YOUR TASK: Copy all the records below, replacing each "Result" with "Output" and leaving everything else unchanged. Omit the pictures from your answer.

STORED DATA:
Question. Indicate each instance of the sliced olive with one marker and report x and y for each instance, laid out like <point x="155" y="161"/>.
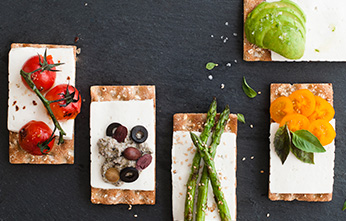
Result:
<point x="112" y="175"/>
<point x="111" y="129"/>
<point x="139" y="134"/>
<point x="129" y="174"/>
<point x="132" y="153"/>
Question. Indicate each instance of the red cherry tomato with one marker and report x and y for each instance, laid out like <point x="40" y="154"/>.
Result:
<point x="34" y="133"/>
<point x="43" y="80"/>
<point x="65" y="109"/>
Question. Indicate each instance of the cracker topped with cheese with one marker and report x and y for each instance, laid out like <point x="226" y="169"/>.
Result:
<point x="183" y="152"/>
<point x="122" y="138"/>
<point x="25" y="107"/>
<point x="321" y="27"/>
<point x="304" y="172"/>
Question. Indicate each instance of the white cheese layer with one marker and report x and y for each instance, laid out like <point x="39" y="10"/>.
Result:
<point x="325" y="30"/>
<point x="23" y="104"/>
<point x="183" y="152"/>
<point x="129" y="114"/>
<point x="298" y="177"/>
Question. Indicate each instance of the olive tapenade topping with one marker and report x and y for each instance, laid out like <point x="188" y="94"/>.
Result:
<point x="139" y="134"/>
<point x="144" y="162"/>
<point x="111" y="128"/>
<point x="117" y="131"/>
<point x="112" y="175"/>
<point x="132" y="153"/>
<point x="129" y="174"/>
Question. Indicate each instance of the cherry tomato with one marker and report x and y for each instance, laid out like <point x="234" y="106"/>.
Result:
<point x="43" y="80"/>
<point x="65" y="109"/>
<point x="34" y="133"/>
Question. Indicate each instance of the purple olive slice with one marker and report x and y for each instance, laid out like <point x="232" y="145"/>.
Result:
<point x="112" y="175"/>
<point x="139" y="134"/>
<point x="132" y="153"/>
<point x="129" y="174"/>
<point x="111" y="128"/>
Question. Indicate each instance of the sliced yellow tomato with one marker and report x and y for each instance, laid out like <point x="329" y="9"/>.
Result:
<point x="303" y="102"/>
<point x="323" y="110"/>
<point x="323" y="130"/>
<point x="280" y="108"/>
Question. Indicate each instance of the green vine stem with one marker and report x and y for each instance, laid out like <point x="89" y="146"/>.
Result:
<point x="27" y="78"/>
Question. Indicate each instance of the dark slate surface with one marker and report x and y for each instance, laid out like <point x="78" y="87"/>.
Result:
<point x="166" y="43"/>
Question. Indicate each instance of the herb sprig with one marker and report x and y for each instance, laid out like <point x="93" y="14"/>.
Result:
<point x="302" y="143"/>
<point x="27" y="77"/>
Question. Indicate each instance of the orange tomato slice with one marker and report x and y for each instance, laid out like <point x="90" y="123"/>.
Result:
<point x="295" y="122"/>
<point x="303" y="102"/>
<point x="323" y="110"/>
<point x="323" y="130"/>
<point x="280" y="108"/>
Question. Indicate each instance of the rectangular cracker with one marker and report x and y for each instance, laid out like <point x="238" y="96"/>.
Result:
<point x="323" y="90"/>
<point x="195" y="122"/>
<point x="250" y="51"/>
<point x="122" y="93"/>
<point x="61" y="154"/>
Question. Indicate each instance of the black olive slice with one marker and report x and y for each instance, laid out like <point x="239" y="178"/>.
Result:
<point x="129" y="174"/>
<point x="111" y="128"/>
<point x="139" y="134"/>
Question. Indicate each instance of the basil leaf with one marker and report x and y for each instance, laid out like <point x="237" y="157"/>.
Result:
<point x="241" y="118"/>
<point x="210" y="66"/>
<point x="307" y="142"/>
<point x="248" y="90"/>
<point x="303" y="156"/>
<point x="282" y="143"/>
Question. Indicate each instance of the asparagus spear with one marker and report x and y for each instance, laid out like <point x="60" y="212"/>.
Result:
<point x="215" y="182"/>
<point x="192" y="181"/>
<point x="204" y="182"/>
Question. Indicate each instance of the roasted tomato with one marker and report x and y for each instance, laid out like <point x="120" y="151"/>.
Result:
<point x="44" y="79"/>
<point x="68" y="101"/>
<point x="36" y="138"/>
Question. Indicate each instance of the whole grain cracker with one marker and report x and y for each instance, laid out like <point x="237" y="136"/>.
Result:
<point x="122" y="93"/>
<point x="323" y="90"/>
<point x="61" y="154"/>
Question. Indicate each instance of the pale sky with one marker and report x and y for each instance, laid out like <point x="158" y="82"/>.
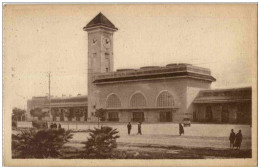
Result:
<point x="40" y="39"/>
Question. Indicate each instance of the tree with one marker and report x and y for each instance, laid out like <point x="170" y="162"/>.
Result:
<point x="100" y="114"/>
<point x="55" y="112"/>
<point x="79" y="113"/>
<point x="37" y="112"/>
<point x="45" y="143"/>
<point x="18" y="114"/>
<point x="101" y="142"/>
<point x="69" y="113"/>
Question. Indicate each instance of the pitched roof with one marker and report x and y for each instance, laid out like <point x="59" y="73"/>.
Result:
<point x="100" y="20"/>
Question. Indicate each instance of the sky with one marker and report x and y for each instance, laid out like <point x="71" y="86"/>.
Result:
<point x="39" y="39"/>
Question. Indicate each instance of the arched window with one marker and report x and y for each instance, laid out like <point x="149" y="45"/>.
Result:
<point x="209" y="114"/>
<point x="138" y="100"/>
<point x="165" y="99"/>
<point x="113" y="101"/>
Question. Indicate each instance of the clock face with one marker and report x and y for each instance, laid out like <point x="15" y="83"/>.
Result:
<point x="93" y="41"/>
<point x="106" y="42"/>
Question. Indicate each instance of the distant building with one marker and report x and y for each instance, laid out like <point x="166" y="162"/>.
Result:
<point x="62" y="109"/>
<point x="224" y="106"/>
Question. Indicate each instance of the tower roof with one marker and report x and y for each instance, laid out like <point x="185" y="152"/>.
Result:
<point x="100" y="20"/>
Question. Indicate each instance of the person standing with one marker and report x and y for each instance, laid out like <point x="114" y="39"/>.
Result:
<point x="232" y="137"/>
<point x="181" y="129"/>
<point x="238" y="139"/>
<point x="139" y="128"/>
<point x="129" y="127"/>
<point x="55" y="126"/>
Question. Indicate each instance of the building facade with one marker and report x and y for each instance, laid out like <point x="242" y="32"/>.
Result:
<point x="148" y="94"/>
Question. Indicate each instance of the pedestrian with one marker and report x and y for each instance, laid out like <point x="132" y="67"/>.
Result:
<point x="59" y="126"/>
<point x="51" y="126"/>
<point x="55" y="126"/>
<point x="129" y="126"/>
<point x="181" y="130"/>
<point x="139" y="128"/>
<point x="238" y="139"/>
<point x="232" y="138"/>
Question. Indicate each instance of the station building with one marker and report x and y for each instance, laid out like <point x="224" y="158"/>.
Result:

SOLUTION FOR THIS EXERCISE:
Question. Indicate each instance of the sliced olive with one marker and report x and y for each instance, laid out like <point x="155" y="161"/>.
Output:
<point x="112" y="175"/>
<point x="111" y="129"/>
<point x="139" y="134"/>
<point x="129" y="174"/>
<point x="132" y="153"/>
Question. Indicate each instance of the red cherry tomato with one marker and report x and y for each instance, laid out like <point x="40" y="154"/>.
Output:
<point x="34" y="133"/>
<point x="43" y="80"/>
<point x="65" y="109"/>
Question. Indicate each instance of the cracker topped with cheese with one marker and report x and y for each instance, laid out like <point x="226" y="169"/>.
Output:
<point x="183" y="152"/>
<point x="122" y="138"/>
<point x="25" y="107"/>
<point x="321" y="27"/>
<point x="304" y="172"/>
Question. Indicate each instance of the white cheese layer with one marker and report x and y for each instance, laid out like <point x="39" y="10"/>.
Output:
<point x="325" y="30"/>
<point x="23" y="104"/>
<point x="183" y="152"/>
<point x="129" y="114"/>
<point x="298" y="177"/>
Question. Indicate each instance of the olive tapenade topping with one marker and report x and y for each instance, laid out like <point x="188" y="94"/>.
Output:
<point x="139" y="134"/>
<point x="144" y="162"/>
<point x="111" y="128"/>
<point x="117" y="131"/>
<point x="112" y="175"/>
<point x="132" y="153"/>
<point x="129" y="174"/>
Question. Indicate each instance of the cherry tomato with one marker and report x and y for each instance, laid out like <point x="234" y="106"/>.
Output:
<point x="43" y="80"/>
<point x="65" y="109"/>
<point x="34" y="133"/>
Question. Indicate each instance of the purple olive slice with one marker and report x and y for each instance, laid out like <point x="232" y="145"/>.
Output:
<point x="112" y="175"/>
<point x="139" y="134"/>
<point x="132" y="153"/>
<point x="129" y="174"/>
<point x="111" y="128"/>
Question. Indicate each instance of the sliced yellow tomato with one marker and report x and y for each instance, laid out like <point x="329" y="9"/>.
Output:
<point x="303" y="102"/>
<point x="323" y="110"/>
<point x="323" y="130"/>
<point x="280" y="108"/>
Question. Indicate each instance of the green vine stem with one marker and report x and y for each instance, laid out like <point x="89" y="146"/>.
Output:
<point x="27" y="78"/>
Question. Indicate each instance of the dark slate surface with one marker and report x and y for each instance, laid out like <point x="78" y="87"/>.
Output:
<point x="166" y="43"/>
Question. Indicate each instance of the herb sprig with one marker and report x and y for each instance, laid out like <point x="93" y="14"/>.
Output:
<point x="302" y="143"/>
<point x="27" y="77"/>
Question. Indicate each instance of the orange tomato slice with one marker and report x and y for each instance, laid out like <point x="90" y="123"/>.
Output:
<point x="295" y="122"/>
<point x="303" y="102"/>
<point x="323" y="110"/>
<point x="323" y="130"/>
<point x="280" y="108"/>
Question. Indicate each instance of the rectangular cracker with one marker and report x and y for each instance, laid out like <point x="238" y="96"/>.
Output:
<point x="323" y="90"/>
<point x="195" y="122"/>
<point x="250" y="51"/>
<point x="122" y="93"/>
<point x="61" y="154"/>
Question. Indicate each instance of the black olive slice with one marker and report x and y for each instance, laid out like <point x="239" y="178"/>.
Output:
<point x="129" y="174"/>
<point x="111" y="128"/>
<point x="139" y="134"/>
Question. Indicate each instance of the basil leaf with one marker and report x and y for each instance, laid out like <point x="237" y="157"/>.
Output:
<point x="241" y="118"/>
<point x="210" y="66"/>
<point x="307" y="142"/>
<point x="248" y="90"/>
<point x="303" y="156"/>
<point x="282" y="143"/>
Question. Indicate each instance of the asparagus spear with one marker and report x and y for each instance, laid out like <point x="60" y="212"/>.
Output:
<point x="215" y="182"/>
<point x="192" y="181"/>
<point x="204" y="182"/>
Question. Indicate each instance of the roasted tomato with one marker and report x and y for each instance, laid out like <point x="120" y="151"/>.
Output:
<point x="44" y="79"/>
<point x="68" y="101"/>
<point x="36" y="138"/>
Question. Indicate each instance of the whole grain cracker with one marker and report x and y for each instance, laid out like <point x="237" y="136"/>.
Output:
<point x="122" y="93"/>
<point x="323" y="90"/>
<point x="61" y="154"/>
Question. Indicate each instance of the pale sky with one marker and report x and y for each instance, laid out like <point x="158" y="82"/>.
Output:
<point x="40" y="39"/>
Question. Indicate each instance of the tree with one marker and report x and y for each instance, laid out like <point x="170" y="162"/>.
Output:
<point x="100" y="114"/>
<point x="55" y="112"/>
<point x="79" y="113"/>
<point x="37" y="112"/>
<point x="45" y="143"/>
<point x="18" y="114"/>
<point x="101" y="142"/>
<point x="69" y="113"/>
Question. Indicate each instance of the pitched roof with one marker and report x and y for each instance, laid out like <point x="59" y="73"/>.
Output:
<point x="100" y="20"/>
Question. Indicate each instance of the sky with one marker and report x and y for each instance, laid out like <point x="71" y="86"/>.
Output:
<point x="39" y="39"/>
Question. Indicate each instance of the arched window with one marker and report x and y for each instance, laid out like <point x="149" y="45"/>.
Output:
<point x="209" y="114"/>
<point x="138" y="100"/>
<point x="165" y="99"/>
<point x="113" y="101"/>
Question. Indicate each instance of the clock face with one marker and report x and y for each instance, laid out like <point x="15" y="83"/>.
Output:
<point x="93" y="41"/>
<point x="106" y="42"/>
Question. Indicate each instance of the distant building with one marker and report x and y for each instance, laid out like <point x="166" y="162"/>.
Output:
<point x="62" y="109"/>
<point x="224" y="106"/>
Question. Indicate each instance of the tower roof with one marker and report x and y for each instance, laid out like <point x="185" y="152"/>.
Output:
<point x="100" y="20"/>
Question. Indicate each instance of the person standing with one marker and report x and y for each instance, laid out like <point x="114" y="39"/>.
Output:
<point x="232" y="137"/>
<point x="181" y="129"/>
<point x="238" y="139"/>
<point x="139" y="128"/>
<point x="129" y="127"/>
<point x="55" y="126"/>
Question. Indicate each instance of the building facade with one marker and report x and y for each instance, laid out like <point x="242" y="32"/>.
Output:
<point x="148" y="94"/>
Question. Indicate each instance of the pedestrian with one marker and report x and y for each instance, laid out like <point x="132" y="67"/>.
Output:
<point x="59" y="126"/>
<point x="51" y="126"/>
<point x="55" y="126"/>
<point x="129" y="126"/>
<point x="181" y="130"/>
<point x="139" y="128"/>
<point x="238" y="139"/>
<point x="232" y="138"/>
Question. Indicate each instance of the station building with one marker and report x and y for each instance, laid out like <point x="224" y="158"/>.
Output:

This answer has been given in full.